(Dataset records)
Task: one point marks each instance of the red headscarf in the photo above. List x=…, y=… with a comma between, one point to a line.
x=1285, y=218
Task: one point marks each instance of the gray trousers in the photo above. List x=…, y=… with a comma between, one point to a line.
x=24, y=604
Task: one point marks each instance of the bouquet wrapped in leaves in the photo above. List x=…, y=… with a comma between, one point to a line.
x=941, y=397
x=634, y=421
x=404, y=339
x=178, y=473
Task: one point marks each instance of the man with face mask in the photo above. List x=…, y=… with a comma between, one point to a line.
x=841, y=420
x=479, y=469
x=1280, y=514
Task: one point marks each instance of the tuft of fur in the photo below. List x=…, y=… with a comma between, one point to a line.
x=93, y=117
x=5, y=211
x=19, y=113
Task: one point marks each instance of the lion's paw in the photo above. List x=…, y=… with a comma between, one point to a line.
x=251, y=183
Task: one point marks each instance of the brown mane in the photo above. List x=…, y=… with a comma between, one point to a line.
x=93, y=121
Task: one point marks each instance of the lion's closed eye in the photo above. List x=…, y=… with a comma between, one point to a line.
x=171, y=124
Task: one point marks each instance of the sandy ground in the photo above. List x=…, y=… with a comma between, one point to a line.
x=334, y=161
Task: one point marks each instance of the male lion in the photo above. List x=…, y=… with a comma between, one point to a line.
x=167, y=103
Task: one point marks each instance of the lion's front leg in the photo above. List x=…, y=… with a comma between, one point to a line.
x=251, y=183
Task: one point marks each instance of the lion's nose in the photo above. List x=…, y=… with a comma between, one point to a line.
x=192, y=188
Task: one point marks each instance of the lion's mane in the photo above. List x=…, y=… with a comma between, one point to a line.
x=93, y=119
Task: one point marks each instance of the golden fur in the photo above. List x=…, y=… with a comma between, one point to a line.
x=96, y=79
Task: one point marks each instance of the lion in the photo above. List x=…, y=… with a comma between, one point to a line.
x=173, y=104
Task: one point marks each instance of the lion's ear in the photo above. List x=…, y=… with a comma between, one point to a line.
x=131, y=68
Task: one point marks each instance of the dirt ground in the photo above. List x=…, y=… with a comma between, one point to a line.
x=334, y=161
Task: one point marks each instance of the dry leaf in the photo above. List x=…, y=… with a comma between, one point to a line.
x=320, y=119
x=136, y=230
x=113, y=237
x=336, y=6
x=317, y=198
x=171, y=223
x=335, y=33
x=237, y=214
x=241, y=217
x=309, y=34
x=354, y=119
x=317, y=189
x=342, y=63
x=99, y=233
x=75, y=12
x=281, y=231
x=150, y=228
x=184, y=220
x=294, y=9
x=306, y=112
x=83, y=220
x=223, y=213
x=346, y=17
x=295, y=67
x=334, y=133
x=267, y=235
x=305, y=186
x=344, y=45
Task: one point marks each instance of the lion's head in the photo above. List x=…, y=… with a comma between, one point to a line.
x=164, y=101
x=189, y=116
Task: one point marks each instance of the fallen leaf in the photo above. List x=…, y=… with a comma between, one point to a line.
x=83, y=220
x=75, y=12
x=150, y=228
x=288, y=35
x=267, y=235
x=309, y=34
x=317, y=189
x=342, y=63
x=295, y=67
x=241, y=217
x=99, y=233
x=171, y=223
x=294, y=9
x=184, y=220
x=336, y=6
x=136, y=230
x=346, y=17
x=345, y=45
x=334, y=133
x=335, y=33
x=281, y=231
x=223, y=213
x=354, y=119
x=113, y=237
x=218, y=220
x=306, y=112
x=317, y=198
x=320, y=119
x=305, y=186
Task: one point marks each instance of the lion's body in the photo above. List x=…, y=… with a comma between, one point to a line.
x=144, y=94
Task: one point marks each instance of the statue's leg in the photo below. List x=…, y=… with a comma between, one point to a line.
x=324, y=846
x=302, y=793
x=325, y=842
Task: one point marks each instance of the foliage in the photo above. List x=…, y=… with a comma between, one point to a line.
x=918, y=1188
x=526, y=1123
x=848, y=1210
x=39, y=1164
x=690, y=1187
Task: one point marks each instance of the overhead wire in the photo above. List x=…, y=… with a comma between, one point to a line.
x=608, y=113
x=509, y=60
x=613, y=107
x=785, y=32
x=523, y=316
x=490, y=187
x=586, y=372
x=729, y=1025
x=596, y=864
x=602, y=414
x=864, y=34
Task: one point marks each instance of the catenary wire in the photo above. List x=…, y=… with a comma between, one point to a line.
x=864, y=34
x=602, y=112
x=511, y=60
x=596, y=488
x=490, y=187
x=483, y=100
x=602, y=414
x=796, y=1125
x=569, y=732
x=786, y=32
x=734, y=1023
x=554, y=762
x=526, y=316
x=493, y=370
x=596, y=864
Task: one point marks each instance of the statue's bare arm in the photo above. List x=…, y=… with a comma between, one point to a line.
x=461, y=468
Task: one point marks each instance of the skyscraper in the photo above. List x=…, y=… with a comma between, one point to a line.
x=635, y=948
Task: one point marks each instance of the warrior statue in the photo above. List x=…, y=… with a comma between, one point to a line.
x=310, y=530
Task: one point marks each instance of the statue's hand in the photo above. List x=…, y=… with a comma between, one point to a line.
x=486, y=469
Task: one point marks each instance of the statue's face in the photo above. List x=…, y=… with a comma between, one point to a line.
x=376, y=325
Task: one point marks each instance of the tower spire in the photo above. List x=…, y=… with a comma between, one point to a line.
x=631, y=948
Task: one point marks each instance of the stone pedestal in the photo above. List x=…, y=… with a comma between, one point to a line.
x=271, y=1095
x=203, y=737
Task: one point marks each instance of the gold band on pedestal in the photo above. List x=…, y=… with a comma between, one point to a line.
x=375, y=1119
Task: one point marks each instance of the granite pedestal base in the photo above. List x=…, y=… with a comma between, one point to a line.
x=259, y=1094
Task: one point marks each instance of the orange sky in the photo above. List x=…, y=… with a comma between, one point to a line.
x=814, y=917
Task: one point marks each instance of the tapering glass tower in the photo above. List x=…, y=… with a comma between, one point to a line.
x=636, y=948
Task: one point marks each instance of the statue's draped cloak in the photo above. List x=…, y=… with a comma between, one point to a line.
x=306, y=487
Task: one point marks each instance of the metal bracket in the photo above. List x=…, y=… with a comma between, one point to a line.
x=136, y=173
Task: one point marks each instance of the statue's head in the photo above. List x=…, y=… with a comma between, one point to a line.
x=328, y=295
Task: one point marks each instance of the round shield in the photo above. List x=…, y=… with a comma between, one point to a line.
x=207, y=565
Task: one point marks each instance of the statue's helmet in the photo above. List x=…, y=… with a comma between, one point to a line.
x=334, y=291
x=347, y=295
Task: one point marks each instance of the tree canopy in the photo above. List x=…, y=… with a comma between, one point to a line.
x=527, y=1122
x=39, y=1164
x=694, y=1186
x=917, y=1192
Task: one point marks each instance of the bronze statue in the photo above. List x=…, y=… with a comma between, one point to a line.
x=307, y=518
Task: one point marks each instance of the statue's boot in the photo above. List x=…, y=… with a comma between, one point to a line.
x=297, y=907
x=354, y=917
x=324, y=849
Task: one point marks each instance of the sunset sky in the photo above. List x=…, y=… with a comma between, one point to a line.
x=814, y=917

▸ TO DO: Can you copy every line from the first one through the line containing "x=178, y=473", offsetting each coordinate in the answers by 56?

▸ OUTPUT OF THE EXERCISE:
Task: one point marks each instance of the red headscarf in the photo above. List x=…, y=… with a comma between, one point to a line.
x=1341, y=274
Task: one point marks each instance of the gray trousers in the photo above. List x=…, y=… with a comma between, one point to a line.
x=80, y=660
Task: one point marks each instance of the bouquet wrapped in leaves in the photo above. List x=…, y=… with a comma between, one point to a line.
x=997, y=453
x=690, y=477
x=460, y=395
x=234, y=529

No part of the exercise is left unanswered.